Entries from a dataset
___
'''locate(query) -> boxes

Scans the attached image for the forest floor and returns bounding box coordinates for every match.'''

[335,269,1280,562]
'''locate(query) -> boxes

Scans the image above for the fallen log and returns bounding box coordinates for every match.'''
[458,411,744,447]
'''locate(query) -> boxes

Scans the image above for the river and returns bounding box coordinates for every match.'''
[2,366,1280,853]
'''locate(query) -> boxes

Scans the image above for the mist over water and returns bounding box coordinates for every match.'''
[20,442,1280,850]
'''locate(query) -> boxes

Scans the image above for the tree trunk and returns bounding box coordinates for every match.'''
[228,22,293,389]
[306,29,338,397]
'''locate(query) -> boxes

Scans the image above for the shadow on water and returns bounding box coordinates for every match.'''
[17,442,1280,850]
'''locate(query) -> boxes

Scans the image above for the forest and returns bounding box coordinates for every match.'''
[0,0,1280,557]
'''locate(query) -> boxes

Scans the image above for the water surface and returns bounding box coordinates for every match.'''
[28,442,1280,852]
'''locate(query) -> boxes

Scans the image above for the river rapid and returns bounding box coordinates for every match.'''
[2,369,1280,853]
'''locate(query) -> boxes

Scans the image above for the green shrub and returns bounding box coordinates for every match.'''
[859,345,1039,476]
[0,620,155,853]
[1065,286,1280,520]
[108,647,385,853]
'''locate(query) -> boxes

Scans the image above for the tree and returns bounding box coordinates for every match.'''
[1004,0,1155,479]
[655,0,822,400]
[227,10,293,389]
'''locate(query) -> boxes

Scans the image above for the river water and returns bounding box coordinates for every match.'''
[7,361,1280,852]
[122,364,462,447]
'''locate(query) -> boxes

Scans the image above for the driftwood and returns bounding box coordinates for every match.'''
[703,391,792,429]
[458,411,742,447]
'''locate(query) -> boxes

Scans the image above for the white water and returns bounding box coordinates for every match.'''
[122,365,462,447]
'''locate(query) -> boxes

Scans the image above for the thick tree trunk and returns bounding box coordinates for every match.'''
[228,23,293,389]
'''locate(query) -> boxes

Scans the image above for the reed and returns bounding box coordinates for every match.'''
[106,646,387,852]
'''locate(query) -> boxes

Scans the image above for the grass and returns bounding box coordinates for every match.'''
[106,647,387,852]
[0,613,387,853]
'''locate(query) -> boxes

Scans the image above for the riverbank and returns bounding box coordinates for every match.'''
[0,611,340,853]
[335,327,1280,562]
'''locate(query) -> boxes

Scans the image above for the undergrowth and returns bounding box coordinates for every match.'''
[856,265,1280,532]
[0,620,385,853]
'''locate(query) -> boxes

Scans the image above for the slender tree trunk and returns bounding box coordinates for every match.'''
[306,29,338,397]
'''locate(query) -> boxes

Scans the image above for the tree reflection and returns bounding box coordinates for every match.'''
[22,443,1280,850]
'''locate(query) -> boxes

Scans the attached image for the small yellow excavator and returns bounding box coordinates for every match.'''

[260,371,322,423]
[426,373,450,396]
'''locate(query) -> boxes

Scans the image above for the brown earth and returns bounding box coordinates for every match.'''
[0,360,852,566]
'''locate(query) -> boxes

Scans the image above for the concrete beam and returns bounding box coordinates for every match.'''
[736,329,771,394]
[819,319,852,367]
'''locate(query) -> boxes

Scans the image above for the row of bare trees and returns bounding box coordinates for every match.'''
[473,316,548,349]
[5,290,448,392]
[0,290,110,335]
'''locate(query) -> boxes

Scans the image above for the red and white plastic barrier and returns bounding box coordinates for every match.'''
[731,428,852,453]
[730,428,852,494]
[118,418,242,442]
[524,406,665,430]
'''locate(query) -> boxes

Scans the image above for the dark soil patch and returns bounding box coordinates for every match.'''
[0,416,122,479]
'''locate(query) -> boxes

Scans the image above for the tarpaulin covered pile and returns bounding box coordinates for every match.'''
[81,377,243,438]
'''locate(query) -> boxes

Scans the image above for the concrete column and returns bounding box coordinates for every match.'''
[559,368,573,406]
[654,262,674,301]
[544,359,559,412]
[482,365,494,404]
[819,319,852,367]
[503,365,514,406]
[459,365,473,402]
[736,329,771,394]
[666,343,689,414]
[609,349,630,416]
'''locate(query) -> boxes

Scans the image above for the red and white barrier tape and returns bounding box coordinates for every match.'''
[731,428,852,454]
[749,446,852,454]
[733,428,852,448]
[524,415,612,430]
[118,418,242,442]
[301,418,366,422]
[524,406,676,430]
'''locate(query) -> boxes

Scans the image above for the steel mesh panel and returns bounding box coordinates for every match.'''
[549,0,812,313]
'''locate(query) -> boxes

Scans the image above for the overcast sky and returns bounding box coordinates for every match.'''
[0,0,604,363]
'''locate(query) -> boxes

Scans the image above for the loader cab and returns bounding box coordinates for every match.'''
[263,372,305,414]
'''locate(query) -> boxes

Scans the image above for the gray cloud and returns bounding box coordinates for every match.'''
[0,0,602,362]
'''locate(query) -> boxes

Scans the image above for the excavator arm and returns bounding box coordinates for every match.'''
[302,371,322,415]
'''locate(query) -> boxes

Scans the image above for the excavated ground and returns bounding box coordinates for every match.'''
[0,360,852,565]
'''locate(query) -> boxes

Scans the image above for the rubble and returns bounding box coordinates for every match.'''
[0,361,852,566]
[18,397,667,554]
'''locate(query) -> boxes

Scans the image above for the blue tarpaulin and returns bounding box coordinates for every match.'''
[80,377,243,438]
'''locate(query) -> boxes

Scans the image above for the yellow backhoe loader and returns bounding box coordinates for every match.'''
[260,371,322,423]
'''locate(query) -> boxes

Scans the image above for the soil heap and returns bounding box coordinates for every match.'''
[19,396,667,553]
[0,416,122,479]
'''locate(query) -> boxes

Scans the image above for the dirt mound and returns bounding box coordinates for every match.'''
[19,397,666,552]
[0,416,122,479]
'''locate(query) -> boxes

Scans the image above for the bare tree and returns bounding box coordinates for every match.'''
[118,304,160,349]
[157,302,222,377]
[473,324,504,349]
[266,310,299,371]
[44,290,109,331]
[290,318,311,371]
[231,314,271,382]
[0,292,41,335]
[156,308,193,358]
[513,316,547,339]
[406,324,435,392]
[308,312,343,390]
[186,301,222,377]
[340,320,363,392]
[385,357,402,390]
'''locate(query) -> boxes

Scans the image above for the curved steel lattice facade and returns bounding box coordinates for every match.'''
___
• **TASK GOAL**:
Please identify every line in the rows above that contains the word "white", and copy each of those lines. Case counts.

• **RESPONSE FOR THIS EXERCISE**:
Scans the image above for the white water and returns bounding box coordinates for every match.'''
Scans the image above for the red and white plastic barrier and returns bounding box coordinates for every match.'''
Scans the image above for the red and white barrier tape and returns bounding box coordinates for every match.'''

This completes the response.